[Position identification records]
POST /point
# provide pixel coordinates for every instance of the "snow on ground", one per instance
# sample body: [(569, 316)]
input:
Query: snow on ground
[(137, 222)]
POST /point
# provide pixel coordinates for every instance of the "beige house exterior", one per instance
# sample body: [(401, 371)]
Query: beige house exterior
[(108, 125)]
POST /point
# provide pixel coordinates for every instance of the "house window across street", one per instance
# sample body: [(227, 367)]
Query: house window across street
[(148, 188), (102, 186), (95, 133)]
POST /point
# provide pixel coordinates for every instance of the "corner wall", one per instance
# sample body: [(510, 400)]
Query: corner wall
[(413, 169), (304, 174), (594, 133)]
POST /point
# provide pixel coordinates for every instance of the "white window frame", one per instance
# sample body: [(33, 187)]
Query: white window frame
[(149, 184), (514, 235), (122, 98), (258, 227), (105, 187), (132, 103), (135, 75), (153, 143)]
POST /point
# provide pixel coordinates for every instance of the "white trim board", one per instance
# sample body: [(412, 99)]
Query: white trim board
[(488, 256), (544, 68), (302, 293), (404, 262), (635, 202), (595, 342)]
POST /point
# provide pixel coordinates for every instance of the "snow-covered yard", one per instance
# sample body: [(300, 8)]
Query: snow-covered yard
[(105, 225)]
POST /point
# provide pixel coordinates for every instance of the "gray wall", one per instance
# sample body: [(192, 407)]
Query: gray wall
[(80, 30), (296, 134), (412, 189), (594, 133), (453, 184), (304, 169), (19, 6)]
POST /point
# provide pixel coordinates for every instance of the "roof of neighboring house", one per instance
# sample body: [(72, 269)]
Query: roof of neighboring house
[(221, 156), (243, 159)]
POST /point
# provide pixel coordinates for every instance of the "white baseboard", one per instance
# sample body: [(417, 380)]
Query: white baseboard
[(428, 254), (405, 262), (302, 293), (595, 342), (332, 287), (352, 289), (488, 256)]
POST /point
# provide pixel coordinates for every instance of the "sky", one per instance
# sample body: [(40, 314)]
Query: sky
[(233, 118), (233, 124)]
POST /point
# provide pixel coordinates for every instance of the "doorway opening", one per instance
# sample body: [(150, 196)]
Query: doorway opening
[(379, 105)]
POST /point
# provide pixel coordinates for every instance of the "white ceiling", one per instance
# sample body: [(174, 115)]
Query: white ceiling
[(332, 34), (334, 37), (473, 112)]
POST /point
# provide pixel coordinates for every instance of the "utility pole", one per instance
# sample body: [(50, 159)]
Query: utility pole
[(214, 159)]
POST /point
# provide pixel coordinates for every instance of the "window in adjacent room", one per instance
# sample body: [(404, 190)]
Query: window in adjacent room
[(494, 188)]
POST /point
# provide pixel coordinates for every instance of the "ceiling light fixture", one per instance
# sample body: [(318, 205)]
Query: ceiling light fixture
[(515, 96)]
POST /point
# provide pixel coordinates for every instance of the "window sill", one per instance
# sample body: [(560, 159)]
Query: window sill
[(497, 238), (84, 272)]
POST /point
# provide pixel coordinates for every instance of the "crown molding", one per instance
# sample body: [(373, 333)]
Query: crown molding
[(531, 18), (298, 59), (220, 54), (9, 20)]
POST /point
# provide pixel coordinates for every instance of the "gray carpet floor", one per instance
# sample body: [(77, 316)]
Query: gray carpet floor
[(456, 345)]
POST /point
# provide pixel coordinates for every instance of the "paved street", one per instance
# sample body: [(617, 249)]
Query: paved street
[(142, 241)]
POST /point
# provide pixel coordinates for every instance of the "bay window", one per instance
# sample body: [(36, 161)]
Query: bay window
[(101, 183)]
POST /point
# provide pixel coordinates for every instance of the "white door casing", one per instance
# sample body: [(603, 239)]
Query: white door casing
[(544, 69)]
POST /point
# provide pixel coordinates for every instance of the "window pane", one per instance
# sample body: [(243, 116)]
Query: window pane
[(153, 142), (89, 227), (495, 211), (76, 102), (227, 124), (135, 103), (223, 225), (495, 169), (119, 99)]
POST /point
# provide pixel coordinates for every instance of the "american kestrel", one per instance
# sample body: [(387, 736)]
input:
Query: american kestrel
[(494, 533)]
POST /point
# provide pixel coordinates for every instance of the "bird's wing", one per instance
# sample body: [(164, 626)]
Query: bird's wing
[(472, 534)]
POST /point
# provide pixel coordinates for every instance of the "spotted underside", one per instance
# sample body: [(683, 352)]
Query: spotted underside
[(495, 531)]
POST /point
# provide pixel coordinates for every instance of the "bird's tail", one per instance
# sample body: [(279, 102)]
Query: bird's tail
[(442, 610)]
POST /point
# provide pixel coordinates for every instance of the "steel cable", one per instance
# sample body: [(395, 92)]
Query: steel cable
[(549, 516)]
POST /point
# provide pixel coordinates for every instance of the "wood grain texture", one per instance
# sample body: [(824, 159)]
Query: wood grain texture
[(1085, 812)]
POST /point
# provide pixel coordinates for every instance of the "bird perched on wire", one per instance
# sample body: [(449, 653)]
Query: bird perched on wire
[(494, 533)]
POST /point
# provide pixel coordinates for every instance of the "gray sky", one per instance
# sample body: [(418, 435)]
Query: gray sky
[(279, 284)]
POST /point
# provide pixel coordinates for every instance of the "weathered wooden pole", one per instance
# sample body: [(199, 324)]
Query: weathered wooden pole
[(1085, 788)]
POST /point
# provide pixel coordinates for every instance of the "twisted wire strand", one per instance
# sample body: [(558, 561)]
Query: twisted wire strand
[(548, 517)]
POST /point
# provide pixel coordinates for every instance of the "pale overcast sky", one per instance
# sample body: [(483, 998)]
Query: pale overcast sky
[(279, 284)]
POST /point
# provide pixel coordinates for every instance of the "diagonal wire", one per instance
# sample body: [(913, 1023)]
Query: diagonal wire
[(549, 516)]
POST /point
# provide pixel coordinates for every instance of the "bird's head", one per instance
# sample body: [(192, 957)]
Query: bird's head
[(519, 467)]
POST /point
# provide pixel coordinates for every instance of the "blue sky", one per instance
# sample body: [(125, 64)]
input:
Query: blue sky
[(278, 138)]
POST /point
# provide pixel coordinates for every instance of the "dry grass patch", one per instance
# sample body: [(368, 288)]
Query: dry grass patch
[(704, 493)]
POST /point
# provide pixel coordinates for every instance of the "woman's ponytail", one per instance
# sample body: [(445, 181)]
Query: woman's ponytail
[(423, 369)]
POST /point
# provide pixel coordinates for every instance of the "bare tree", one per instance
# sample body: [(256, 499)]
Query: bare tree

▸ **WRITTEN REQUEST**: Revise the records by changing each "sample body" to "example body", keeping all other text the same.

▸ **ANSWER TO THE TASK**:
POST /point
# provide pixel coordinates for every instance of the "snow on ground", one per instance
# example body: [(569, 316)]
input:
Query: snow on ground
[(137, 222)]
POST /point
# provide pixel coordinates for every instance of the "beige house exterior", one per instance
# example body: [(401, 371)]
Query: beige house exterior
[(108, 125)]
POST /point
# provide pixel coordinates for every instance of the "house window across street", one per instance
# example body: [(227, 367)]
Query: house window across street
[(148, 188), (102, 186), (95, 133)]
POST /point
# provide pixel coordinates for every instance of the "corner wall", one per instance
# example body: [(510, 400)]
Query: corner wall
[(413, 169), (304, 174), (594, 133)]
POST /point
# provide pixel coordinates for every instance of the "white window frame", one per instance
# example body: [(33, 187)]
Query: white window frame
[(149, 184), (514, 235), (122, 98), (258, 227), (105, 187), (132, 103), (135, 75), (153, 143)]
POST /point
# provide pixel coordinates for every instance of the "white trim board", one per instance
# example body: [(412, 99)]
Query: white trim board
[(488, 256), (544, 68), (302, 293), (404, 262), (635, 202), (595, 342)]
POST /point
# provide pixel coordinates for every instance of the "snow-covered yard", one per instance
# example body: [(300, 8)]
Query: snow-covered yard
[(105, 225)]
POST /point
# provide pixel coordinates for every instance of the "gray wall", one per instance
# example body: [(192, 407)]
Query: gray wall
[(80, 30), (296, 134), (412, 189), (594, 133), (453, 184), (304, 169), (19, 6)]
POST /point
# provide pixel coordinates for every instance of the "roof of neighboring house", one per instance
# example body: [(72, 269)]
Query: roof of neighboring house
[(221, 156), (243, 159)]
POST /point
# provide pixel coordinates for every instance of the "white baseboard", one per instance
# example body: [(417, 380)]
Query: white baseboard
[(428, 254), (405, 262), (302, 293), (595, 342), (332, 287), (352, 289), (488, 256)]
POST /point
# provide pixel coordinates for every instance of the "sky", one per instance
# example body: [(40, 314)]
Query: sky
[(233, 118), (233, 124)]
POST /point
# provide pixel coordinates for every instance of the "doorway opening", one per instance
# example body: [(150, 196)]
Query: doorway opening
[(379, 105)]
POST /point
# provide pixel coordinates for every instance of the "white ceiling", one per instance
# example body: [(174, 115)]
Query: white ceiling
[(332, 34), (334, 37), (473, 112)]
POST /point
# provide pixel coordinates for every instance of the "utility pole", one per instance
# example body: [(50, 159)]
Query: utility pole
[(214, 159)]
POST /point
# provide pixel coordinates for every instance of the "window in adjacent room", one per instance
# example body: [(404, 190)]
Query: window in adjacent room
[(494, 188)]
POST /point
# provide pixel coordinates for every instance of the "ceiling light fixture", one per instance
# example body: [(318, 205)]
Query: ceiling light fixture
[(515, 96)]
POST /point
# provide pixel coordinates for every instance of the "window sill", one per instance
# example body: [(560, 159)]
Query: window sill
[(497, 238), (84, 272)]
POST /point
# provide pixel coordinates for every instance of the "crown molding", one per instance
# example body: [(373, 333)]
Query: crown molding
[(531, 18), (298, 59), (220, 54), (9, 20)]
POST /point
# provide pixel coordinates for every instance of the "gray carpet floor", one per instance
# example body: [(77, 316)]
Query: gray carpet floor
[(456, 345)]
POST /point
# provide pixel coordinates for every instance of the "paved street", one per instance
# example body: [(617, 249)]
Query: paved street
[(142, 241)]
POST /point
# provide pixel coordinates for every instance of the "bay window", one per instance
# example body: [(36, 161)]
Query: bay window
[(101, 183)]
POST /point
# provide pixel coordinates for every instance of the "white door casing", one per instance
# example body: [(603, 239)]
Query: white door casing
[(544, 69)]
POST /point
# provide pixel coordinates for every instance of the "window pane", one per instance
# example body: [(243, 116)]
Query: window pane
[(153, 142), (89, 227), (495, 211), (76, 102), (227, 124), (135, 103), (223, 225), (495, 169), (119, 99)]
POST /point
# provide pixel coordinates for every instance of the "american kestrel", one per instance
# example body: [(387, 736)]
input:
Query: american kestrel
[(494, 533)]
POST /point
# provide pixel coordinates for every instance of the "bird's wing", one per instance
# example body: [(164, 626)]
Query: bird's wing
[(472, 534)]
POST /point
# provide pixel coordinates for every instance of the "spotted underside", one per instance
# example body: [(683, 352)]
Query: spotted underside
[(495, 531)]
POST /point
# provide pixel coordinates for every instance of the "bird's tail", one per instance
# example body: [(279, 102)]
Query: bird's tail
[(442, 610)]
POST /point
# provide pixel coordinates for every instance of the "steel cable", one per instance
# example body: [(395, 92)]
Query: steel cable
[(549, 516)]
POST /point
# provide pixel coordinates for every instance of the "wood grain texture", one per instance
# example body: [(824, 159)]
Query: wood grain texture
[(1085, 812)]
POST /point
# provide pixel coordinates for every instance of the "bird perched on wire", one per instance
# example body: [(449, 653)]
Query: bird perched on wire
[(494, 533)]
POST /point
# provide pixel coordinates for every instance of the "gray sky", one per instance
# example body: [(418, 435)]
Query: gray sky
[(279, 284)]
POST /point
# provide pixel coordinates for every instance of the "weathered wooden pole", one per instance
# example body: [(199, 324)]
Query: weathered wooden pole
[(1085, 788)]
POST /point
# provide pixel coordinates for every instance of the "twisted wire strand", one per instance
# example body: [(558, 561)]
Query: twisted wire strand
[(548, 517)]
POST /point
# provide pixel coordinates for every instance of the "pale overcast sky", one per instance
# example body: [(483, 998)]
Query: pale overcast sky
[(279, 284)]
POST /point
# provide pixel coordinates for every instance of the "diagonal wire", one per instance
# example body: [(913, 1023)]
Query: diagonal wire
[(549, 516)]
POST /point
# provide pixel coordinates for every instance of the "bird's head", one per instance
# example body: [(192, 957)]
Query: bird's head
[(519, 467)]
POST /point
# provide pixel coordinates for every instance of the "blue sky", one per instance
# example body: [(125, 64)]
input:
Query: blue sky
[(278, 138)]
POST /point
# provide pixel coordinates for every instance of the "dry grass patch", one per instance
# example body: [(368, 288)]
Query: dry grass patch
[(704, 493)]
POST /point
# provide pixel coordinates for every instance of the "woman's ponytail", one per instance
# example body: [(445, 181)]
Query: woman's ponytail
[(423, 369)]
POST /point
# provide pixel coordinates for every instance of the "bare tree", one per instance
# example body: [(256, 499)]
Query: bare tree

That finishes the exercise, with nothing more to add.